出題課題 1:
傾きセンサーの実習に関する記事の全文を、一字も変えずに打ち直してください。
+++ 記事
ADALM2000による実習:2軸の傾きセンサー

目的

今回は、3軸対応の加速度センサー「ADXL327」を使用して簡単な傾きセンサーを構成します。その上で、アクティブ・ラーニング・モジュール「ADALM2000」を使用し、X軸とY軸の傾きによって出力電圧がどのように変化するのかを確認してみます。

ADXL327を使用した傾きセンサー

まずは、傾きセンサーとADXL327の概要について説明します。その上で、実際に傾きセンサーを構成してみましょう。

背景

傾きセンサーは、各軸に対する基準面の傾きを測定するために使用されます。傾きセンサーが出力するのは、各軸に対する傾斜角に比例した電気信号です。重力を基準とした測定により、向きや傾きを簡単に検出することができます。

この実習では、ADXL327を使用して、2軸(X軸とY軸)に対する傾きを検出する回路を構成します。図1に、同ICの機能ブロック図を示しました。
++++++
+++ 課題用資料
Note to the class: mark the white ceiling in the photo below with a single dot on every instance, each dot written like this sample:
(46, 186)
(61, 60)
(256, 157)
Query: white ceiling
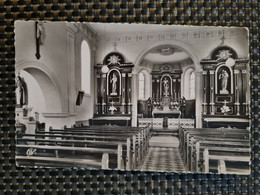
(158, 58)
(115, 28)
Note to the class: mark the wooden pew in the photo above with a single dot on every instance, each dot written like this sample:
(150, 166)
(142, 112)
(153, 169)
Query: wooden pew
(135, 145)
(141, 136)
(238, 156)
(216, 141)
(35, 160)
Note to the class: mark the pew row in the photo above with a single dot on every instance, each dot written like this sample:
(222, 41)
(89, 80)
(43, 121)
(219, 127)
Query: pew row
(200, 148)
(133, 144)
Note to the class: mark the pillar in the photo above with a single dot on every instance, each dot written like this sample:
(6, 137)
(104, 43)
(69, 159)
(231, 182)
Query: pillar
(123, 93)
(199, 96)
(134, 99)
(237, 92)
(211, 87)
(246, 93)
(204, 103)
(98, 99)
(103, 93)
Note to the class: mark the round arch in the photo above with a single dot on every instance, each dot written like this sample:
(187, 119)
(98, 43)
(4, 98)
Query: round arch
(179, 45)
(47, 82)
(147, 83)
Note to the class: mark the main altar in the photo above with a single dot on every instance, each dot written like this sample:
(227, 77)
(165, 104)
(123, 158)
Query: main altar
(114, 91)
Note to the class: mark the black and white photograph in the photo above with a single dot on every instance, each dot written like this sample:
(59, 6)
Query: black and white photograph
(147, 97)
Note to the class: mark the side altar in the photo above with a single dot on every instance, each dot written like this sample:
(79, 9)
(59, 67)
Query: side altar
(225, 89)
(113, 91)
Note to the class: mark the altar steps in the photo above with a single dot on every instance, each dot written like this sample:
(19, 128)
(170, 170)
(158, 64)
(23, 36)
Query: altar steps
(163, 155)
(164, 132)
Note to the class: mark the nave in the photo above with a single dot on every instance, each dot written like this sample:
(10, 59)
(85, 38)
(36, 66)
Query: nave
(164, 155)
(218, 150)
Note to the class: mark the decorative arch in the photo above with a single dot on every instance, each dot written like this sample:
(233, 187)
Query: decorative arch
(223, 52)
(47, 82)
(170, 84)
(229, 80)
(147, 83)
(85, 52)
(118, 77)
(186, 81)
(114, 58)
(180, 45)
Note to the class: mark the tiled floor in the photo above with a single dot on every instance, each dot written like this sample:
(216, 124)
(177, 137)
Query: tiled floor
(163, 155)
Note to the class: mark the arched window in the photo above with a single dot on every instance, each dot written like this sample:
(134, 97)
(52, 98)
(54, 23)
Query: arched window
(85, 67)
(141, 86)
(192, 85)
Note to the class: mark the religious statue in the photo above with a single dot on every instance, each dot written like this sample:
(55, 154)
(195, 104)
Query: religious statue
(114, 83)
(166, 87)
(20, 93)
(223, 77)
(39, 32)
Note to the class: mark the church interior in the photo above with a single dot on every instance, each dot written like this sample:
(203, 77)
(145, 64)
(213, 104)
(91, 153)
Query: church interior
(132, 96)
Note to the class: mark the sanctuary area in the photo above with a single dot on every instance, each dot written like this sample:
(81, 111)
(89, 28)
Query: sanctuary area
(132, 96)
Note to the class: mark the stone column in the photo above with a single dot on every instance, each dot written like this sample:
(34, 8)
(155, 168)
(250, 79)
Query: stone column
++++++
出題課題 2:
記録のうち、「Note to the class: mark the sanctuary」を含む行から記録の最後の行までを、両端の行も含めてJSONの文字列リストに変換してください。各行を一つの文字列とし、空行は除いてください。

解答内容 1:
ADALM2000による実習:2軸の傾きセンサー

目的

今回は、3軸対応の加速度センサー「ADXL327」を使用して簡単な傾きセンサーを構成します。その上で、アクティブ・ラーニング・モジュール「ADALM2000」を使用し、X軸とY軸の傾きによって出力電圧がどのように変化するのかを確認してみます。

ADXL327を使用した傾きセンサー

まずは、傾きセンサーとADXL327の概要について説明します。その上で、実際に傾きセンサーを構成してみましょう。

背景

傾きセンサーは、各軸に対する基準面の傾きを測定するために使用されます。傾きセンサーが出力するのは、各軸に対する傾斜角に比例した電気信号です。重力を基準とした測定により、向きや傾きを簡単に検出することができます。

この実習では、ADXL327を使用して、2軸(X軸とY軸)に対する傾きを検出する回路を構成します。図1に、同ICの機能ブロック図を示しました。

解答内容 2:
[
  "Note to the class: mark the sanctuary area in the photo above with a single dot on every instance, each dot written like this sample:",
  "(81, 111)",
  "(89, 28)",
  "Query: sanctuary area",
  "(132, 96)",
  "Note to the class: mark the stone column in the photo above with a single dot on every instance, each dot written like this sample:",
  "(34, 8)",
  "(155, 168)",
  "(250, 79)",
  "Query: stone column"
]